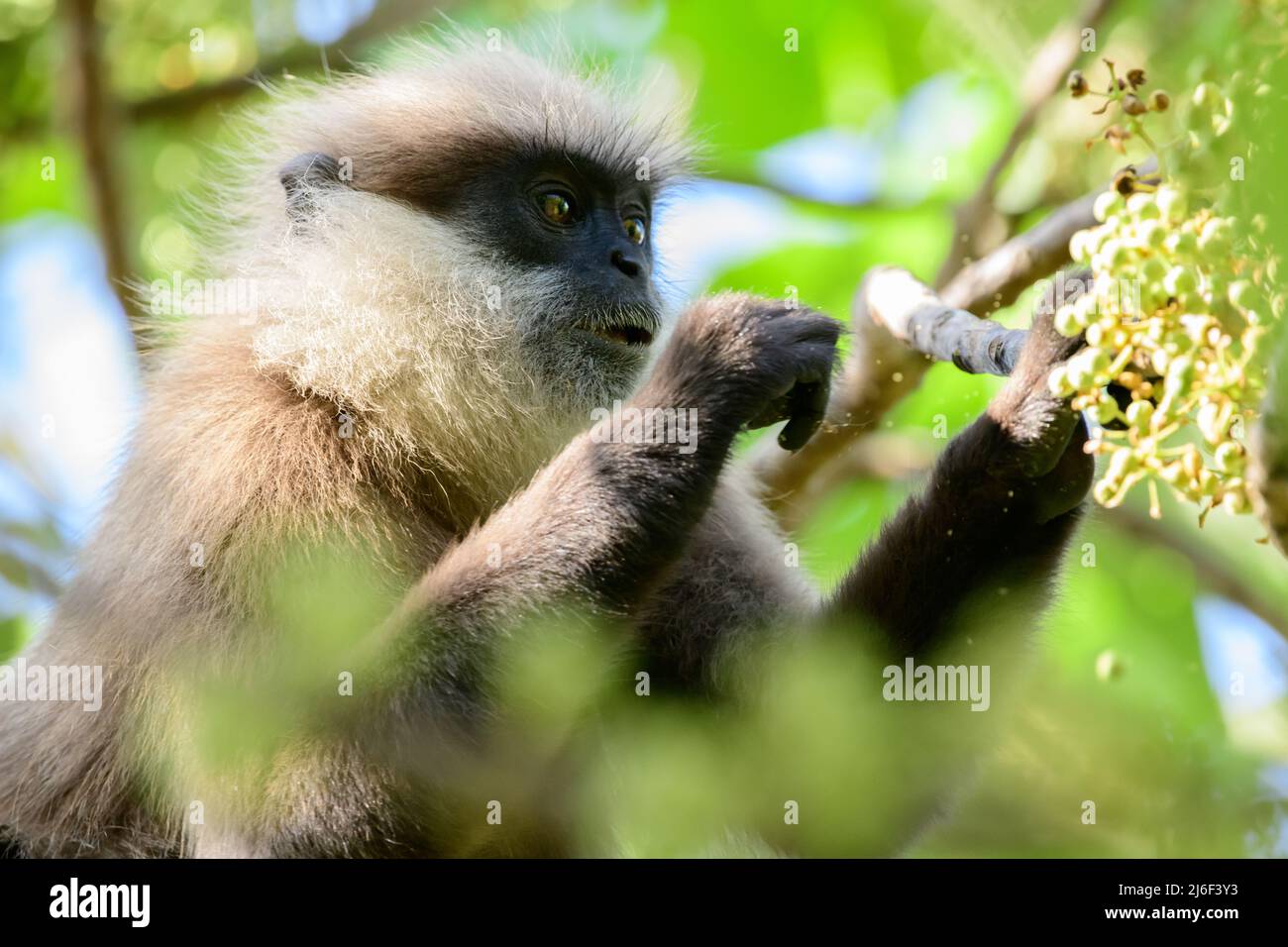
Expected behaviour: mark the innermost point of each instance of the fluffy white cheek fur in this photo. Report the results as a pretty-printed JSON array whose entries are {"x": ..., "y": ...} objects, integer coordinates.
[{"x": 386, "y": 313}]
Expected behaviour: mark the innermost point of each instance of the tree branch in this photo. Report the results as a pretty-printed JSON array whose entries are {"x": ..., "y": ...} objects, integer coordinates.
[
  {"x": 93, "y": 114},
  {"x": 1055, "y": 58},
  {"x": 913, "y": 315}
]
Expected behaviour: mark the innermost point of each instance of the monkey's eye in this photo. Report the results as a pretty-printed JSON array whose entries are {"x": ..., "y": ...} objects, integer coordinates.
[
  {"x": 635, "y": 228},
  {"x": 557, "y": 206}
]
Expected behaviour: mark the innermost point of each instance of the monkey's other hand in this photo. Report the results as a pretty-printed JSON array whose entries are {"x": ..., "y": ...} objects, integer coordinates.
[
  {"x": 761, "y": 360},
  {"x": 1043, "y": 437}
]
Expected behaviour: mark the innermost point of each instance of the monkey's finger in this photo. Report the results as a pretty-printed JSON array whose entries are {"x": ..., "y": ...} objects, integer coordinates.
[
  {"x": 809, "y": 405},
  {"x": 778, "y": 410}
]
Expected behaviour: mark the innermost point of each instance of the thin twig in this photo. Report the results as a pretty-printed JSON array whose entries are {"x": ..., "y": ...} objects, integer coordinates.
[
  {"x": 911, "y": 311},
  {"x": 93, "y": 114},
  {"x": 1055, "y": 58}
]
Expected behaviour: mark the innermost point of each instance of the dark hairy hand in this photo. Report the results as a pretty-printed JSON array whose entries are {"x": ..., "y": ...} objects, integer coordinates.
[{"x": 756, "y": 361}]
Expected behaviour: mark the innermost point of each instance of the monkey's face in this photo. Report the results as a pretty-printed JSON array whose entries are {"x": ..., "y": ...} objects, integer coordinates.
[{"x": 570, "y": 241}]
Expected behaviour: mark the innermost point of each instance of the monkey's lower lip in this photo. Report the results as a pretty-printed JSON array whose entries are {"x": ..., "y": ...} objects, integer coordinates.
[{"x": 622, "y": 335}]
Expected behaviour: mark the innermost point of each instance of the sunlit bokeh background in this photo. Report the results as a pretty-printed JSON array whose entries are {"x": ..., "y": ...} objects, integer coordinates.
[{"x": 1159, "y": 684}]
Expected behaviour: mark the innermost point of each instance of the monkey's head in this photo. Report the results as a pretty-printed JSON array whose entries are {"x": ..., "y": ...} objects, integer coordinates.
[{"x": 477, "y": 227}]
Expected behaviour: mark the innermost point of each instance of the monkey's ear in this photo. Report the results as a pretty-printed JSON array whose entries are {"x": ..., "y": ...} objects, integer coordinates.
[{"x": 301, "y": 176}]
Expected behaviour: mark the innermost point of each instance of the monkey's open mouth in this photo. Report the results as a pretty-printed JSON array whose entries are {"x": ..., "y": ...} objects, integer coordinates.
[{"x": 631, "y": 326}]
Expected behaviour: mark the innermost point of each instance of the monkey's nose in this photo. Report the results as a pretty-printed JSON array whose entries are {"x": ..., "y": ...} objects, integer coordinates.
[{"x": 625, "y": 263}]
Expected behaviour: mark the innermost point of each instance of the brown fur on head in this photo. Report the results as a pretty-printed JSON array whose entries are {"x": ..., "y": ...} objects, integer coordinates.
[{"x": 386, "y": 302}]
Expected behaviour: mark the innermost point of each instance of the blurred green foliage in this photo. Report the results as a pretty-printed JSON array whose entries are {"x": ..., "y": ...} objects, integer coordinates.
[{"x": 1149, "y": 741}]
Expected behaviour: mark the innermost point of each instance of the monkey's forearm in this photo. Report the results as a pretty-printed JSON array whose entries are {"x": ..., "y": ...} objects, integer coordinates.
[
  {"x": 597, "y": 528},
  {"x": 973, "y": 539}
]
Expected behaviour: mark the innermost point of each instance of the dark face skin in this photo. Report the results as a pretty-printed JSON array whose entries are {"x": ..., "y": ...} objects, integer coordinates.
[
  {"x": 571, "y": 215},
  {"x": 584, "y": 231},
  {"x": 572, "y": 237}
]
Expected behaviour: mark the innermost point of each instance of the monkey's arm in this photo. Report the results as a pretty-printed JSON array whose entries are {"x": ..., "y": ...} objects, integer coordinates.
[{"x": 990, "y": 528}]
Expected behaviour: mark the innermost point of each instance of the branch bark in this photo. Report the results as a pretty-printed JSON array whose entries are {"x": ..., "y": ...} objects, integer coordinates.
[
  {"x": 1055, "y": 58},
  {"x": 93, "y": 115},
  {"x": 913, "y": 315}
]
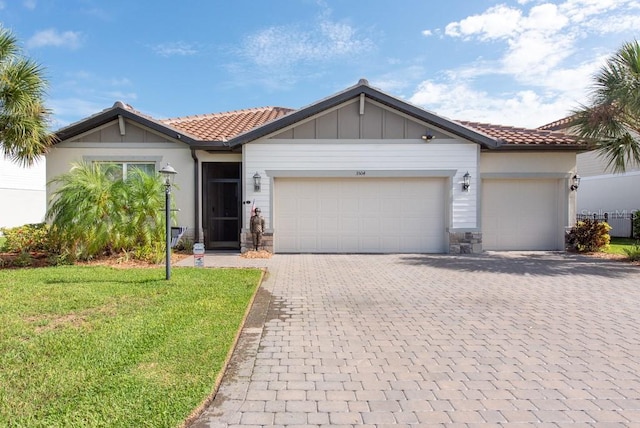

-.-.-

▶ Travail à faire
Sélectionnez et recopiez chaque ligne des items où figure le mot « twig », en respectant les majuscules et les minuscules.

▶ Tâche réalisée
Expected behaviour: mark the innermost point of each instance of the thin twig in this photo. Report the results as a pretty-printed JSON array whose entries are {"x": ..., "y": ...} objects, integer coordinates.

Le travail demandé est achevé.